Task A: In the Tomorrow Never Knows text, reproduce the stretch from "Naheed Raza’s commission" through "nature's ultimate limit.", substituting "cryopreservation" for "cryonics".
Task B: Proceed with the Tomorrow Never Knows text, picking up after its final sentence.

Excerpt:

===============

Jerwood FVU

Tomorrow Never Knows 2013

7 June – 20 July 2013
CCA, Glasgow

Ed Atkins and Naheed Raza showcased their ambitious new commissions at CCA, Glasgow. Their works were the culmination of the first  edition of the Jerwood/FVU Awards.

Naheed Raza’s commission continues her exploration of the phenomenon of cryonics. This technologically-assisted attempt to extend the span of human life still has its acolytes around the world but also seems strangely dated, like the product of Sixties science-fiction. Raza’s large-scale projection work, filmed at different institutes in the United States, delves deeper into our complex and often ambiguous relationship with death, contrasting individuals’ belief in scientific progress with the age-old fantasy of overcoming nature's ultimate limit.

===============

Provided data:
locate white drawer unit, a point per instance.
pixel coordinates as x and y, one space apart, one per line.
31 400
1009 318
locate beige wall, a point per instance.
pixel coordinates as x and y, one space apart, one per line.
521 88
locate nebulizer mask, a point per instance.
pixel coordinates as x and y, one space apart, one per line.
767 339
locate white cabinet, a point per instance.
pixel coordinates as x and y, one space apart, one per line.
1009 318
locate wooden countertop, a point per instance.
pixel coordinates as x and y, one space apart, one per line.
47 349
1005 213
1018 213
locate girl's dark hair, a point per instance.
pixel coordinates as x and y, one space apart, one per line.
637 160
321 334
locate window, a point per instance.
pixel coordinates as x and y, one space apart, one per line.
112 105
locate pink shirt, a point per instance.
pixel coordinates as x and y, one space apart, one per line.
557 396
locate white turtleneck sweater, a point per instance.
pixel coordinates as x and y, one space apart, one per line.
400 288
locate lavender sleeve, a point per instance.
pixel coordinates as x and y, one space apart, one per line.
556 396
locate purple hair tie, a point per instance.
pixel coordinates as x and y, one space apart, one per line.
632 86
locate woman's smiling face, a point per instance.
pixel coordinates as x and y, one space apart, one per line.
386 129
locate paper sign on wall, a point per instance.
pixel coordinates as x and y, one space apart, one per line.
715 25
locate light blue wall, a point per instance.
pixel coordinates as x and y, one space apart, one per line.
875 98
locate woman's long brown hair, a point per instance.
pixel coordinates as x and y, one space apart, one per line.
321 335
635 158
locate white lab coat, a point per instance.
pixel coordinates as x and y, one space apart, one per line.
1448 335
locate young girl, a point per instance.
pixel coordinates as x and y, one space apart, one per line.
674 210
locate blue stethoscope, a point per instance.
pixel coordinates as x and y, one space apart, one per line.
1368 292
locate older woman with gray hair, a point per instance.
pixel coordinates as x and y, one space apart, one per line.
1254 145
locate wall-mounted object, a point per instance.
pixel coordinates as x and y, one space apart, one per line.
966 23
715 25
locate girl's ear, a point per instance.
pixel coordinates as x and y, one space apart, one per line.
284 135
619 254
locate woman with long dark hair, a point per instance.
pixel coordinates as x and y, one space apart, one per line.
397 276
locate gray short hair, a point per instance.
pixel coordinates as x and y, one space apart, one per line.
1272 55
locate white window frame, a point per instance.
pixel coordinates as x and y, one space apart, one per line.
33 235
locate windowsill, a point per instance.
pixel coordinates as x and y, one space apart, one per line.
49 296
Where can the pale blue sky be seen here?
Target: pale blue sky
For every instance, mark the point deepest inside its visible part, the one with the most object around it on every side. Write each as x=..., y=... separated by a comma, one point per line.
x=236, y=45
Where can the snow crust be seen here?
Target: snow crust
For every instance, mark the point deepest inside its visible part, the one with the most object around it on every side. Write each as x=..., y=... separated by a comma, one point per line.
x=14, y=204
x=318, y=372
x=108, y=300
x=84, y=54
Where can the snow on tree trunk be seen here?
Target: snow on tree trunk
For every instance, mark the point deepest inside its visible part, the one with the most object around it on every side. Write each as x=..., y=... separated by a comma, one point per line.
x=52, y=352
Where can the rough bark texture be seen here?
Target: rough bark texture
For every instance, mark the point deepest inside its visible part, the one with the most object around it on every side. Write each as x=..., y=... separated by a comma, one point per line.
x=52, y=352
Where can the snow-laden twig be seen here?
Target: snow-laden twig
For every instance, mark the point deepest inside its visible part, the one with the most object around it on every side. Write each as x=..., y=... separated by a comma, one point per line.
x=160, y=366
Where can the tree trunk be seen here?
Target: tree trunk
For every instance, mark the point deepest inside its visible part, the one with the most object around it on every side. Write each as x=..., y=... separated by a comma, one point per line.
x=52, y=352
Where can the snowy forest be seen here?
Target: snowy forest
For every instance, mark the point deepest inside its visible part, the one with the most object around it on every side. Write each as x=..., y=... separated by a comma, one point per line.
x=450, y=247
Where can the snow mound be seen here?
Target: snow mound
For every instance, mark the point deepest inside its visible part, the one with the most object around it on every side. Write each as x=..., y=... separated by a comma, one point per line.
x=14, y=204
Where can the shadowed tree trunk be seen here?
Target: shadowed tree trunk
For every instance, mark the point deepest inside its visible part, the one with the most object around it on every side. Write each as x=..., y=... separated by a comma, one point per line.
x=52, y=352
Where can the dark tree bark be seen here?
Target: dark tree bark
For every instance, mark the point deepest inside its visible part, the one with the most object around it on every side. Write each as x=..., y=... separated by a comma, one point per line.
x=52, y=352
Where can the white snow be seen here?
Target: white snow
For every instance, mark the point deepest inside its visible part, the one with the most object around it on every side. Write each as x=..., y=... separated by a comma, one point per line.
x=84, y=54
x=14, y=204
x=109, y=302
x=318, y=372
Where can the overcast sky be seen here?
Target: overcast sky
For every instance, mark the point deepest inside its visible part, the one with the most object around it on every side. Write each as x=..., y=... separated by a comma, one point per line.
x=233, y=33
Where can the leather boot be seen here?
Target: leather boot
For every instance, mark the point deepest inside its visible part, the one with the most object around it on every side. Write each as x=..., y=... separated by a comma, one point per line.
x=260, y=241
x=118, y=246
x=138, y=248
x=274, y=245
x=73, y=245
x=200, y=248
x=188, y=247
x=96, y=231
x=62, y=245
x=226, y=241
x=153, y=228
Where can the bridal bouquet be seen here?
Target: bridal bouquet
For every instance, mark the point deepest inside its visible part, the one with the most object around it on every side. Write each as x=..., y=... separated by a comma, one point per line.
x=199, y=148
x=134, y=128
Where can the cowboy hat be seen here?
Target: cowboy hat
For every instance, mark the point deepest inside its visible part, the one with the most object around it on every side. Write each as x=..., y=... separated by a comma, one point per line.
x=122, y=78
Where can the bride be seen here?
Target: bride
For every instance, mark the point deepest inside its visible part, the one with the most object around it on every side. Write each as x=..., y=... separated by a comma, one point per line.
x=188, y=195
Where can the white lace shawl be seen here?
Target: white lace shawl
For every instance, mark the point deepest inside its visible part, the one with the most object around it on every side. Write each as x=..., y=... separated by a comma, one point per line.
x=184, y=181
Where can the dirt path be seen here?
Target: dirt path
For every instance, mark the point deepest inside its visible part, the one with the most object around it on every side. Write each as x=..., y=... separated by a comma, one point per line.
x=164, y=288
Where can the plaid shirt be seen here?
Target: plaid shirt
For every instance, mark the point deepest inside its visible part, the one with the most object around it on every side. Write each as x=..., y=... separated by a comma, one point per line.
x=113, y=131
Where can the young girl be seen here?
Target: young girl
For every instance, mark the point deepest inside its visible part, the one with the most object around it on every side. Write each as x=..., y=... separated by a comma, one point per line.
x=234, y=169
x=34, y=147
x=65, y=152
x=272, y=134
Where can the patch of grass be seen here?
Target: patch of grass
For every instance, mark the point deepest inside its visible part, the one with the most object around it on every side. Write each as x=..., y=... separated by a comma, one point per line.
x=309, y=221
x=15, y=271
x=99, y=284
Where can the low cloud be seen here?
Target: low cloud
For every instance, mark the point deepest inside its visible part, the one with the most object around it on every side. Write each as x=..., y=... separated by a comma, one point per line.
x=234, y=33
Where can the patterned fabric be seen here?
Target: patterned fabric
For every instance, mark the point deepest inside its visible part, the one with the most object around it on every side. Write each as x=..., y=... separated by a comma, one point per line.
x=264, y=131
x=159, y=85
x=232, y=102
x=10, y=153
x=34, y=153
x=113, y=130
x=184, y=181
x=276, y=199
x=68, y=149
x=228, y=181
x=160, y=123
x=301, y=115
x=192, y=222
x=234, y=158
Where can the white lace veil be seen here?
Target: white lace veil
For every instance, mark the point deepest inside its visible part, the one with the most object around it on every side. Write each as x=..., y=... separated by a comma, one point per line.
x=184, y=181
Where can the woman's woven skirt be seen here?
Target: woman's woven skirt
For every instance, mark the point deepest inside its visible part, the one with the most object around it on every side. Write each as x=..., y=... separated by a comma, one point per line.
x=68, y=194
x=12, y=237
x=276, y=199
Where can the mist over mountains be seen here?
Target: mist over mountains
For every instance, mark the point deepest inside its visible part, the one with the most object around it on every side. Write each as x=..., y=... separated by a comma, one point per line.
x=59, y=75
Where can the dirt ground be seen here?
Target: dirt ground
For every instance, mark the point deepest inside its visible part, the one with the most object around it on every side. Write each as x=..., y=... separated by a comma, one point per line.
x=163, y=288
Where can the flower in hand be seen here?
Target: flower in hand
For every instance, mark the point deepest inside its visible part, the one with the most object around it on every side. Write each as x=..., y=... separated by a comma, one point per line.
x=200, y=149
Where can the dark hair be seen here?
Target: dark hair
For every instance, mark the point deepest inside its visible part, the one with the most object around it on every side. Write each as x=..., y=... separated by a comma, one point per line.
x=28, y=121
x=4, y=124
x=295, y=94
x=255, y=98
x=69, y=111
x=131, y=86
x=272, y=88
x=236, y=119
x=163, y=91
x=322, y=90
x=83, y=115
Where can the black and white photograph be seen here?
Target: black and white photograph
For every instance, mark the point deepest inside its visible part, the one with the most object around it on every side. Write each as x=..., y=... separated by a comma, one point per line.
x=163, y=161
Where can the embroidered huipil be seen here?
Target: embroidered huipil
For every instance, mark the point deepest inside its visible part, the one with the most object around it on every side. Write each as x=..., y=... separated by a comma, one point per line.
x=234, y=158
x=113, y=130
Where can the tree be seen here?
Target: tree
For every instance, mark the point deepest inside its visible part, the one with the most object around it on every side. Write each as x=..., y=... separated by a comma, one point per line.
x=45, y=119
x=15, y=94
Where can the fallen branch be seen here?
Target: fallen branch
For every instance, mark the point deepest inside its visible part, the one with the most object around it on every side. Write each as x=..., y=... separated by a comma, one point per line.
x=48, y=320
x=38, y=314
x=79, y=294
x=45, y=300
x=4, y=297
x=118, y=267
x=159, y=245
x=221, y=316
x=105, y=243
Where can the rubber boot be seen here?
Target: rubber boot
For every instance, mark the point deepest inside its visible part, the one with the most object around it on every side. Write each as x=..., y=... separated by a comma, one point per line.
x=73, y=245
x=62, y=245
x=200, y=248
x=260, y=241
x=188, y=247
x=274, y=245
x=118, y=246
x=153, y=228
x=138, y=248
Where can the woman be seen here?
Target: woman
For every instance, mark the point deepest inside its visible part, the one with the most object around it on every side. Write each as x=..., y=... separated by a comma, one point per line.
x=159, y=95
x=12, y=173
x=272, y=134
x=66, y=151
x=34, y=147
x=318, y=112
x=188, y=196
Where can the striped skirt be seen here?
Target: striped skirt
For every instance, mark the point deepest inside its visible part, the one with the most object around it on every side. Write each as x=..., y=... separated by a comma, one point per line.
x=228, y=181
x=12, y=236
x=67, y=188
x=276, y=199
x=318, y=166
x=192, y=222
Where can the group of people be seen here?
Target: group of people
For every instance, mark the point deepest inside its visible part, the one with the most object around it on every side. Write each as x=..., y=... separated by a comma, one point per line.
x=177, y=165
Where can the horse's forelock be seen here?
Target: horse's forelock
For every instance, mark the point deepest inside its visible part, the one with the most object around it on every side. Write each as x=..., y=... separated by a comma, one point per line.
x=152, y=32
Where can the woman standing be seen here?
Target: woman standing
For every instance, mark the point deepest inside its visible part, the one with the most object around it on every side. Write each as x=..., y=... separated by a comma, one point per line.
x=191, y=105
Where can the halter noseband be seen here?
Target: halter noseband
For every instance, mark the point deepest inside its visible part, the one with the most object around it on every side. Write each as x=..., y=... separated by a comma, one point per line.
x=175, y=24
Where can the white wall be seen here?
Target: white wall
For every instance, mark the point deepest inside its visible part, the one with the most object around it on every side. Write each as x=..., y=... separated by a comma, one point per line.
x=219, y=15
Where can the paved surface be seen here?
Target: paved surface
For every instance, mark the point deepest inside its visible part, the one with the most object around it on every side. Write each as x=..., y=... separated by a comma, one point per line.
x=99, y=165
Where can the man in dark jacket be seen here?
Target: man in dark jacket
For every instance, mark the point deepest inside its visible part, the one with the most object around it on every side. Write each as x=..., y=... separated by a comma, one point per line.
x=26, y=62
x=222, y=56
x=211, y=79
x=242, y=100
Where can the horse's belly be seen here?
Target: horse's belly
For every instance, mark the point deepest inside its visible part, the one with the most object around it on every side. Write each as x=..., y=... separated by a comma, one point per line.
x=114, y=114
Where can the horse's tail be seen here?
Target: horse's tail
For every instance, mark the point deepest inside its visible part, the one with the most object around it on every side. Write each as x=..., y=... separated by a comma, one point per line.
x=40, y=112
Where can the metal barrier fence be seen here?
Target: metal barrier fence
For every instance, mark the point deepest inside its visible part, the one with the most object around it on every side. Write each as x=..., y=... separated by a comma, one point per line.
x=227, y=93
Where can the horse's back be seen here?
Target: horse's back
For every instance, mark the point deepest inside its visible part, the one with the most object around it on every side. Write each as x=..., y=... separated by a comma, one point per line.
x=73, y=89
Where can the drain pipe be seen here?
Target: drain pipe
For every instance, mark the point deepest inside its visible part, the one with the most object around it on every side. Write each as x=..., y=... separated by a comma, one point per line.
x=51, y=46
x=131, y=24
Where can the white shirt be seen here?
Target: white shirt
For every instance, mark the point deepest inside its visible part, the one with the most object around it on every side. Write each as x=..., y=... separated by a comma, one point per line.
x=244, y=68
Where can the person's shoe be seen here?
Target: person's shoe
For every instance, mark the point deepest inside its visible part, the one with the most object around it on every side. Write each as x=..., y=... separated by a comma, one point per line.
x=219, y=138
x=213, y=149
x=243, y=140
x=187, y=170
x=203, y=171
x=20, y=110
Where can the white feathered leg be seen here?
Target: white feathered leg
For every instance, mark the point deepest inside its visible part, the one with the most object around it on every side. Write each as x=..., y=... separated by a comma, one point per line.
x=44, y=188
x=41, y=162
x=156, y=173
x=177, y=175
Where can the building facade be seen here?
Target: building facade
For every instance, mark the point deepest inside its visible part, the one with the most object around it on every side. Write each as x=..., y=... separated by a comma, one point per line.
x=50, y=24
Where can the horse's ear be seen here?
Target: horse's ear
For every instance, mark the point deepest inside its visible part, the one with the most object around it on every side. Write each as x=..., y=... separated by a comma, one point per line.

===============

Task result A:
Naheed Raza’s commission continues her exploration of the phenomenon of cryopreservation. This technologically-assisted attempt to extend the span of human life still has its acolytes around the world but also seems strangely dated, like the product of Sixties science-fiction. Raza’s large-scale projection work, filmed at different institutes in the United States, delves deeper into our complex and often ambiguous relationship with death, contrasting individuals’ belief in scientific progress with the age-old fantasy of overcoming nature's ultimate limit.

Task result B:
If cryonics seeks to preserve the body indefinitely, contemporary computer imaging seeks to render it in ever more life-like ways. Although modern motion-capture techniques can seem either cold and clinical, or alien and uncanny, Ed Atkins’ work evokes that spark of vitality and individuality that is often to be found in visceral actions or inadvertent gestures. Where the subjects of Raza’s video are stored, in suspended animation, at sub-zero temperatures, Atkins sets his piece at the bottom of the ocean, as if implying both the murky, latent presence of the unconscious and the way it threatens to surface at any moment.